Boundary labeling items
---------------
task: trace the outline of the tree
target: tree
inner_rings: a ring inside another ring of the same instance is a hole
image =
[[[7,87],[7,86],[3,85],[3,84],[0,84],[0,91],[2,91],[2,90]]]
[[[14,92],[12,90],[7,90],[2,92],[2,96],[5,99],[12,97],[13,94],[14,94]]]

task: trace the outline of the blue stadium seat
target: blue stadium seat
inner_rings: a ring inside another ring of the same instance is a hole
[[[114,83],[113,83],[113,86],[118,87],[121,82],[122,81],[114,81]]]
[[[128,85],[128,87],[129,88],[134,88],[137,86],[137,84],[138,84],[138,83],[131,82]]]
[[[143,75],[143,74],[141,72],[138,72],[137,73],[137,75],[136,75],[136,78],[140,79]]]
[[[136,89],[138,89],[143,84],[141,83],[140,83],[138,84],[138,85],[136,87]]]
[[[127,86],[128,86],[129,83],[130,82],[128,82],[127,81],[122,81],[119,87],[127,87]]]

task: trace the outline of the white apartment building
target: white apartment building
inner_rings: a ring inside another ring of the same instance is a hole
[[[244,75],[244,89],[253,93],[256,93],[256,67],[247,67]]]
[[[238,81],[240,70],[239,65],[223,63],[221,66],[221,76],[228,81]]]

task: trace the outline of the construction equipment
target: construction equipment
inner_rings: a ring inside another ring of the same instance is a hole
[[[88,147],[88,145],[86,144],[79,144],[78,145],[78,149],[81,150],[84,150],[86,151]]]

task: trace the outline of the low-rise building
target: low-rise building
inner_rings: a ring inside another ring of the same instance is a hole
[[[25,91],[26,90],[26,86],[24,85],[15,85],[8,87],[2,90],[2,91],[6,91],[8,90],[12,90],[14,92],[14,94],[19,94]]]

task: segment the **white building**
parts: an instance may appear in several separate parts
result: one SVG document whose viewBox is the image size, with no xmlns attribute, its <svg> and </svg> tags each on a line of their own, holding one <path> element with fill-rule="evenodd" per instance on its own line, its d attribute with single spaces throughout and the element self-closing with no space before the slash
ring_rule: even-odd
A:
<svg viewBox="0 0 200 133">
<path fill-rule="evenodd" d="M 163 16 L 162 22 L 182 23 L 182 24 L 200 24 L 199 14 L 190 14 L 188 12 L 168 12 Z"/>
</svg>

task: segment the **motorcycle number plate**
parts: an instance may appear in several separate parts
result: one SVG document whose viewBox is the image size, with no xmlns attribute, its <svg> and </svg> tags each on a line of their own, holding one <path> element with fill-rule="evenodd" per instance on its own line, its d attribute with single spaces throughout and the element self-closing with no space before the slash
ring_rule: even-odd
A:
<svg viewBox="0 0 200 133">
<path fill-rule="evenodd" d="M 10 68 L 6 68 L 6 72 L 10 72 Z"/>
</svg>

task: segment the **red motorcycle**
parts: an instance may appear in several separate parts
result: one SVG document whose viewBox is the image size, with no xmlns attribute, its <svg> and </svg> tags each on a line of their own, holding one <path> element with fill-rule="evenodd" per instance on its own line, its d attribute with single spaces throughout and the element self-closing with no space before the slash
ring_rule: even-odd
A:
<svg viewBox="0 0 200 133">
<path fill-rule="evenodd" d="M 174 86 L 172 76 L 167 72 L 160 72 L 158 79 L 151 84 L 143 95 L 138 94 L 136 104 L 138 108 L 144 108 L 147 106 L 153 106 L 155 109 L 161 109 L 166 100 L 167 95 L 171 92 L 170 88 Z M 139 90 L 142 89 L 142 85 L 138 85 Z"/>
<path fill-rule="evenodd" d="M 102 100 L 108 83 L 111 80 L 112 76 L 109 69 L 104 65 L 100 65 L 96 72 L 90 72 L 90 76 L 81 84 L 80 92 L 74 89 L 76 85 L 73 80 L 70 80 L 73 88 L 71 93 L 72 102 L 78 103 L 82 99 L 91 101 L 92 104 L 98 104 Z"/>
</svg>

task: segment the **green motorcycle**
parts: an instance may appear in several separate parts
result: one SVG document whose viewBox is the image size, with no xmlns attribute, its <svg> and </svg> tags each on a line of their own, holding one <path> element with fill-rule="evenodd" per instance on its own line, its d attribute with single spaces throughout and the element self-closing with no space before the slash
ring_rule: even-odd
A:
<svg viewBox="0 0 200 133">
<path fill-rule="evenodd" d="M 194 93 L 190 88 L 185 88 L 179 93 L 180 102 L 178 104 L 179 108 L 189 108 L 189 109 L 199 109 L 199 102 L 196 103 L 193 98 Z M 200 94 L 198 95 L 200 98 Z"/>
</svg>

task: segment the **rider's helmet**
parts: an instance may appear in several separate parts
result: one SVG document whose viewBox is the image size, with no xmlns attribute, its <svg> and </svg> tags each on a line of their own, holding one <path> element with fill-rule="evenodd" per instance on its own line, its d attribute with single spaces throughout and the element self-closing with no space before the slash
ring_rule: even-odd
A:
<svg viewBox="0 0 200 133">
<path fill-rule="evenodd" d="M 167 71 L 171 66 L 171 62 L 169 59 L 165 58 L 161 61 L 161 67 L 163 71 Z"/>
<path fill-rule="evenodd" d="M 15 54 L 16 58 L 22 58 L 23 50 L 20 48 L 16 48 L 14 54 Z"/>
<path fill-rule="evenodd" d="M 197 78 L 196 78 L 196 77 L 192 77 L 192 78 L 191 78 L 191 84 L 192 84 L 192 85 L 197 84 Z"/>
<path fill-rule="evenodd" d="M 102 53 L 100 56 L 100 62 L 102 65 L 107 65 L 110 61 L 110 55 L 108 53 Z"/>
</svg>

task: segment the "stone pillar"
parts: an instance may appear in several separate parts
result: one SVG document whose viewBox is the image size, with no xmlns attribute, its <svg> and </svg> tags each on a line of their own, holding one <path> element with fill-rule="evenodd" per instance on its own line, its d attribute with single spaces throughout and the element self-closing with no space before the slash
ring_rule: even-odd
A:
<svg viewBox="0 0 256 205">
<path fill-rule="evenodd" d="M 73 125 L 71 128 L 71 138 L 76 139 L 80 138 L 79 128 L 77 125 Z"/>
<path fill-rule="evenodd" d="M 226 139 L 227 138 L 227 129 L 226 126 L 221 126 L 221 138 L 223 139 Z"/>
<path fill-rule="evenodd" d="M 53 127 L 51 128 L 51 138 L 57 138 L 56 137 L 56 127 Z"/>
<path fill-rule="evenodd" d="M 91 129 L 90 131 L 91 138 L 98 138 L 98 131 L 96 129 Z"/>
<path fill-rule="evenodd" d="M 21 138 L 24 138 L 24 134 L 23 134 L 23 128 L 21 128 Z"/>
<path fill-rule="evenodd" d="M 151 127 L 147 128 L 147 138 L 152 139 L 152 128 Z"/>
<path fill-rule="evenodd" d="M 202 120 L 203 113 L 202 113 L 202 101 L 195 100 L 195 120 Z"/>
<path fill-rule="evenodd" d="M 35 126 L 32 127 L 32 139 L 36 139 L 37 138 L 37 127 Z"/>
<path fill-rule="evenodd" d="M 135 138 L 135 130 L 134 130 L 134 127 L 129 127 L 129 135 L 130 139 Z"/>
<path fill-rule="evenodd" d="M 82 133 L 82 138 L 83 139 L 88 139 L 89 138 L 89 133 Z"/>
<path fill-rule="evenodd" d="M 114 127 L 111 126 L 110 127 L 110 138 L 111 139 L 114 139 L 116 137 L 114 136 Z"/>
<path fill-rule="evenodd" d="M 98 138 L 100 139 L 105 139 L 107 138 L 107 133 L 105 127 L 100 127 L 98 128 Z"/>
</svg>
---------------
■ Written task:
Extract all of the data above without altering anything.

■ Correct output:
task: trace the outline of the tree
target: tree
inner_rings: a ring inside another ring of the same instance is a hole
image =
[[[7,87],[7,86],[3,85],[3,84],[0,84],[0,91],[2,91],[2,90]]]
[[[14,92],[12,90],[7,90],[2,92],[2,96],[5,99],[12,97],[13,94],[14,94]]]

task: trace the outline of the blue stadium seat
target: blue stadium seat
inner_rings: a ring inside another ring of the same instance is a hole
[[[114,83],[113,83],[113,86],[118,87],[121,82],[122,81],[114,81]]]
[[[128,85],[128,87],[129,88],[134,88],[137,86],[137,84],[138,84],[138,83],[131,82]]]
[[[143,75],[143,74],[141,72],[138,72],[137,73],[137,75],[136,75],[136,78],[140,79]]]
[[[136,89],[138,89],[143,84],[141,83],[140,83],[138,84],[138,85],[136,87]]]
[[[127,86],[128,86],[129,83],[130,82],[128,82],[127,81],[122,81],[119,87],[127,87]]]

task: trace the outline of the white apartment building
target: white apartment building
inner_rings: a ring inside another ring of the same instance is a hole
[[[244,75],[244,89],[253,93],[256,93],[256,67],[247,67]]]
[[[238,81],[240,70],[239,65],[223,63],[221,66],[221,76],[228,81]]]

task: trace the outline of the construction equipment
target: construction equipment
inner_rings: a ring inside another ring of the same instance is a hole
[[[88,147],[88,145],[86,144],[79,144],[78,145],[78,149],[81,150],[84,150],[86,151]]]

task: trace the outline of the low-rise building
target: low-rise building
inner_rings: a ring inside another ring of the same instance is a hole
[[[25,91],[26,90],[26,86],[24,85],[15,85],[8,87],[2,90],[2,91],[6,91],[8,90],[12,90],[14,92],[14,94],[19,94]]]

task: segment the **white building**
parts: an instance may appear in several separate parts
result: one SVG document whose viewBox is the image size, with no xmlns attribute, its <svg> and </svg> tags each on a line of their own, holding one <path> element with fill-rule="evenodd" per instance on its own line, its d attribute with single spaces throughout and the element self-closing with no space before the slash
ring_rule: even-odd
A:
<svg viewBox="0 0 200 133">
<path fill-rule="evenodd" d="M 163 16 L 162 22 L 182 23 L 182 24 L 200 24 L 199 14 L 190 14 L 188 12 L 168 12 Z"/>
</svg>

task: segment the **motorcycle number plate**
parts: an instance may appear in several separate parts
result: one SVG document whose viewBox is the image size, with no xmlns attribute, its <svg> and </svg> tags each on a line of their own, holding one <path> element with fill-rule="evenodd" per instance on its own line, its d attribute with single spaces throughout and the element self-closing with no space before the slash
ring_rule: even-odd
A:
<svg viewBox="0 0 200 133">
<path fill-rule="evenodd" d="M 10 68 L 6 68 L 6 72 L 10 72 Z"/>
</svg>

task: segment the **red motorcycle**
parts: an instance may appear in several separate parts
result: one SVG document whose viewBox is the image size, with no xmlns attribute, its <svg> and </svg> tags each on a line of their own, holding one <path> element with fill-rule="evenodd" per instance on its own line, its d attribute with single spaces throughout and the element self-closing with no space before the slash
ring_rule: even-odd
A:
<svg viewBox="0 0 200 133">
<path fill-rule="evenodd" d="M 174 86 L 172 76 L 167 72 L 160 72 L 158 79 L 151 84 L 143 95 L 138 94 L 136 104 L 138 108 L 144 108 L 147 106 L 153 106 L 155 109 L 161 109 L 166 100 L 167 95 L 171 92 L 170 88 Z M 139 90 L 142 89 L 142 85 L 138 85 Z"/>
<path fill-rule="evenodd" d="M 102 100 L 108 83 L 111 80 L 112 76 L 109 69 L 104 65 L 100 65 L 96 72 L 90 72 L 90 76 L 81 84 L 80 92 L 74 89 L 76 85 L 73 80 L 70 80 L 73 88 L 71 93 L 72 102 L 78 103 L 82 99 L 91 101 L 92 104 L 98 104 Z"/>
</svg>

task: segment the **green motorcycle**
parts: an instance may appear in several separate parts
result: one SVG document whose viewBox is the image size, with no xmlns attribute, its <svg> and </svg> tags each on a line of their own, holding one <path> element with fill-rule="evenodd" per instance on its own line, its d attribute with single spaces throughout and the element self-closing with no space before the slash
ring_rule: even-odd
A:
<svg viewBox="0 0 200 133">
<path fill-rule="evenodd" d="M 194 93 L 190 88 L 185 88 L 179 93 L 180 102 L 178 104 L 179 108 L 189 108 L 189 109 L 199 109 L 199 102 L 196 103 L 193 98 Z M 200 94 L 198 95 L 200 98 Z"/>
</svg>

task: segment the **rider's helmet**
parts: an instance may appear in several separate parts
result: one SVG document whose viewBox is the image size, with no xmlns attribute, its <svg> and </svg> tags each on a line of their own, holding one <path> element with fill-rule="evenodd" per instance on its own line, its d attribute with single spaces throughout and the element self-closing with no space before the slash
ring_rule: even-odd
A:
<svg viewBox="0 0 200 133">
<path fill-rule="evenodd" d="M 167 71 L 171 66 L 171 62 L 169 59 L 165 58 L 161 61 L 161 67 L 163 71 Z"/>
<path fill-rule="evenodd" d="M 15 54 L 16 58 L 22 58 L 23 50 L 20 48 L 16 48 L 14 54 Z"/>
<path fill-rule="evenodd" d="M 197 78 L 196 78 L 196 77 L 192 77 L 192 78 L 191 78 L 191 84 L 192 84 L 192 85 L 197 84 Z"/>
<path fill-rule="evenodd" d="M 102 53 L 100 56 L 100 62 L 102 65 L 107 65 L 110 61 L 110 55 L 108 53 Z"/>
</svg>

task: segment the "stone pillar"
parts: an instance may appear in several separate parts
result: one SVG document whose viewBox is the image size, with no xmlns attribute, its <svg> and </svg> tags each on a line of their own, holding one <path> element with fill-rule="evenodd" per instance on its own line, its d attribute with single spaces throughout and the element self-closing with no space before the slash
ring_rule: even-odd
A:
<svg viewBox="0 0 256 205">
<path fill-rule="evenodd" d="M 73 125 L 71 128 L 71 138 L 76 139 L 80 138 L 79 128 L 77 125 Z"/>
<path fill-rule="evenodd" d="M 226 139 L 227 138 L 227 129 L 226 126 L 221 126 L 221 138 L 223 139 Z"/>
<path fill-rule="evenodd" d="M 53 127 L 51 128 L 51 138 L 57 138 L 56 137 L 56 127 Z"/>
<path fill-rule="evenodd" d="M 91 129 L 90 131 L 91 138 L 98 138 L 98 131 L 96 129 Z"/>
<path fill-rule="evenodd" d="M 21 138 L 24 138 L 24 134 L 23 134 L 23 128 L 21 128 Z"/>
<path fill-rule="evenodd" d="M 151 127 L 147 128 L 147 138 L 152 139 L 152 128 Z"/>
<path fill-rule="evenodd" d="M 202 120 L 203 113 L 202 113 L 202 101 L 195 100 L 195 120 Z"/>
<path fill-rule="evenodd" d="M 35 126 L 32 127 L 32 139 L 36 139 L 37 138 L 37 127 Z"/>
<path fill-rule="evenodd" d="M 135 138 L 135 130 L 134 130 L 134 127 L 129 127 L 129 135 L 130 139 Z"/>
<path fill-rule="evenodd" d="M 82 133 L 82 138 L 83 139 L 88 139 L 89 138 L 89 133 Z"/>
<path fill-rule="evenodd" d="M 114 127 L 111 126 L 110 127 L 110 138 L 111 139 L 114 139 L 116 137 L 114 136 Z"/>
<path fill-rule="evenodd" d="M 98 138 L 100 139 L 105 139 L 107 138 L 107 133 L 105 127 L 100 127 L 98 128 Z"/>
</svg>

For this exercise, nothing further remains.